Work to do ->
Extract every line of the material below and reproduce each one word for word, in its original order.

Raw records ->
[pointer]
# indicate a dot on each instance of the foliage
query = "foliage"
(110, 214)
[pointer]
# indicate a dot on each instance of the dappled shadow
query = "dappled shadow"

Solution to this problem ->
[pointer]
# indicate a dot on each instance of the foliage
query = "foliage"
(110, 214)
[pointer]
# indicate a dot on each instance of the dappled shadow
query = "dappled shadow"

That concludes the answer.